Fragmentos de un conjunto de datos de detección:
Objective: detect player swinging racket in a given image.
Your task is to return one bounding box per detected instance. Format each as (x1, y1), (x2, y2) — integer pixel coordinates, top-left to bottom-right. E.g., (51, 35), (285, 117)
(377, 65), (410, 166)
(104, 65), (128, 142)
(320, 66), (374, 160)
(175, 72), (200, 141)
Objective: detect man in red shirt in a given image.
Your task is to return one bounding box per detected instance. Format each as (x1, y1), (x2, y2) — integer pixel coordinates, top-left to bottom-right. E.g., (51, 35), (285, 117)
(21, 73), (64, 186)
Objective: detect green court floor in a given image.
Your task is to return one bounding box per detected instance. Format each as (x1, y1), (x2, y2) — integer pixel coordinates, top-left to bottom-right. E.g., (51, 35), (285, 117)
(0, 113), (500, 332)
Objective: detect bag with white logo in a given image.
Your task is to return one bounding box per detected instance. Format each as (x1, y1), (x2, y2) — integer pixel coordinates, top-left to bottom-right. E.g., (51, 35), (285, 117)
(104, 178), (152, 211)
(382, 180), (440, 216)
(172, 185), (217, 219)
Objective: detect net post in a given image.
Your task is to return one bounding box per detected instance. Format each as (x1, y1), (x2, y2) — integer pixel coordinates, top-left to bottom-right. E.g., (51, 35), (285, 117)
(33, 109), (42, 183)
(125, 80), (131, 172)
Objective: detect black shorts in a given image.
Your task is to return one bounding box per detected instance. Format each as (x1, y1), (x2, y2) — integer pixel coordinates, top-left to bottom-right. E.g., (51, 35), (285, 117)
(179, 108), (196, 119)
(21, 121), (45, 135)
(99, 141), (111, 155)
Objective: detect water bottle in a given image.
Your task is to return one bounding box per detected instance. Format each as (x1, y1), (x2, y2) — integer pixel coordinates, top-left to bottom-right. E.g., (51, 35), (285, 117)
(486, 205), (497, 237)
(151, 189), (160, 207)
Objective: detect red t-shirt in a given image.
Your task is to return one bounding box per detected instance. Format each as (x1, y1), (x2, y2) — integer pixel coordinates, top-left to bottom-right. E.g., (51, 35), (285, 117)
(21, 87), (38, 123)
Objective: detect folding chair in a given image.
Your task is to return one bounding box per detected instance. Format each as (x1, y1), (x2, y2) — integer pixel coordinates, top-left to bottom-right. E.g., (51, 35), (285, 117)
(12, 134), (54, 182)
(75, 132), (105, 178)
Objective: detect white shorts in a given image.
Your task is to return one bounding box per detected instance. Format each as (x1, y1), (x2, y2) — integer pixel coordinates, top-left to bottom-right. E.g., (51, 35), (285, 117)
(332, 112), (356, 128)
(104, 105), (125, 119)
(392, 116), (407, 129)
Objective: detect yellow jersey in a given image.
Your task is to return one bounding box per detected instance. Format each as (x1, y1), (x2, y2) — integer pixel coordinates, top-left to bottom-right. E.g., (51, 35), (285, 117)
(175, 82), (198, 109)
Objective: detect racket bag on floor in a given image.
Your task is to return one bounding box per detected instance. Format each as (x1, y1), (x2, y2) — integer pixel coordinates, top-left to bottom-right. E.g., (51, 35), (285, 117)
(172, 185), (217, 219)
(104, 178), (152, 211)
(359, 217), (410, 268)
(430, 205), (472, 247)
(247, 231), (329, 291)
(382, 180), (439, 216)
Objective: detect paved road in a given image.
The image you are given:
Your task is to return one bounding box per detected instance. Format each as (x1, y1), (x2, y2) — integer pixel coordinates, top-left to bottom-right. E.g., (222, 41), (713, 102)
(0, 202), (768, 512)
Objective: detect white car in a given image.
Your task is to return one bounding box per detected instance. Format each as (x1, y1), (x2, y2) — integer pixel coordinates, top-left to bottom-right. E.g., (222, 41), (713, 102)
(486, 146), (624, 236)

● **Objetivo del ejercicio**
Cambia "bounding box" por "rectangle" en todas las filas y vuelve a escribirlas sin ninguna otra modificación.

● **Respuesta de la tarea**
Objective: detect player swinging racket in a given image.
Your task is to return one rectangle per detected instance. Format each as (x1, y1), (x2, y2) — integer pixel coordinates, top-left to bottom-right. E.g., (51, 35), (285, 117)
(377, 65), (410, 166)
(104, 65), (128, 142)
(320, 66), (374, 160)
(175, 72), (200, 141)
Objective: detect man in red shirt in a given image.
Your task is to return one rectangle per detected instance. Format each as (x1, y1), (x2, y2) — integer pixel coordinates, top-left to bottom-right. E.g., (51, 35), (285, 117)
(21, 73), (64, 186)
Objective: detect green court floor in a given image.
Your task is to return one rectangle per detected instance. Format each as (x1, y1), (x2, y2) — integer pixel coordinates, top-left to bottom-right. E.g., (51, 35), (285, 117)
(0, 113), (500, 332)
Objective: detect bag with white logo in a given image.
Your task is to return one rectangle per detected instance. Format each as (x1, y1), (x2, y2) — integer pixel coordinates, top-left to bottom-right. E.g., (51, 35), (285, 117)
(104, 178), (152, 211)
(382, 180), (440, 216)
(172, 185), (217, 219)
Objective: detect net post in a given image.
Your task is to return one rectangle per detected instance. Format each as (x1, y1), (x2, y2) — integer pixel coordinates, top-left to bottom-right. E.g., (51, 35), (285, 117)
(33, 109), (42, 183)
(125, 80), (131, 172)
Objective: detect black shorts in a given image.
Your task is to return one rectangle per detected instance. Format each as (x1, y1), (x2, y2) — integer pixel coordinates, top-left to bottom-right. E.g., (51, 35), (285, 117)
(179, 108), (196, 119)
(21, 121), (45, 135)
(99, 141), (111, 155)
Objective: detect water bottle in a given image.
Your task is to return one rectangle per detected instance. Format each as (x1, y1), (x2, y2) — integer pixel coordinates, top-left to bottom-right. E.g., (51, 35), (285, 117)
(486, 205), (497, 237)
(151, 189), (160, 207)
Objective: detect red t-shirt in a given image.
Your task is to return one rectangle per detected instance. Format each as (x1, y1), (x2, y2) — integer pixel coordinates, top-left to bottom-right. E.g., (51, 35), (285, 117)
(21, 87), (38, 123)
Objective: detect folding chair in a given image.
Your task is to return one rectangle per detected instance. Format each as (x1, y1), (x2, y2) — integer pixel coordinates, top-left to bottom-right. E.g., (51, 35), (285, 117)
(12, 134), (54, 182)
(75, 132), (105, 178)
Objective: detect white shorts in a given image.
Your task is to return one rectangle per detected instance. Format each as (x1, y1), (x2, y2) — integer pixel coordinates, top-left to bottom-right. E.g., (51, 35), (285, 117)
(332, 112), (356, 128)
(104, 105), (125, 119)
(392, 116), (407, 129)
Objective: detect yellow jersey in a given image.
Your task is to return one rectangle per detected instance. Format each as (x1, y1), (x2, y2) — integer pixel coordinates, top-left to bottom-right. E.g., (51, 35), (285, 117)
(175, 82), (198, 109)
Objective: detect racket bag on floor in a given image.
Your task is to return one rectangle per detected instance. Format each as (x1, y1), (x2, y2) — integer pixel coordinates, top-left to bottom-right. E.g., (51, 35), (285, 117)
(172, 185), (217, 219)
(104, 178), (152, 211)
(359, 217), (410, 268)
(430, 205), (472, 247)
(247, 231), (329, 291)
(382, 180), (439, 216)
Objective: detect paved road in a given image.
The image you are given:
Your task is to return one rectangle per detected instance. Format each as (x1, y1), (x2, y2) — integer pixel coordinates, top-left to bottom-right. E.g., (222, 41), (713, 102)
(0, 202), (768, 512)
Objective: detect white car in a given image.
Your task is to return one rectangle per detected instance. Format each as (x1, y1), (x2, y2) — integer pixel coordinates, top-left to bottom-right. E.g., (222, 41), (713, 102)
(486, 146), (624, 236)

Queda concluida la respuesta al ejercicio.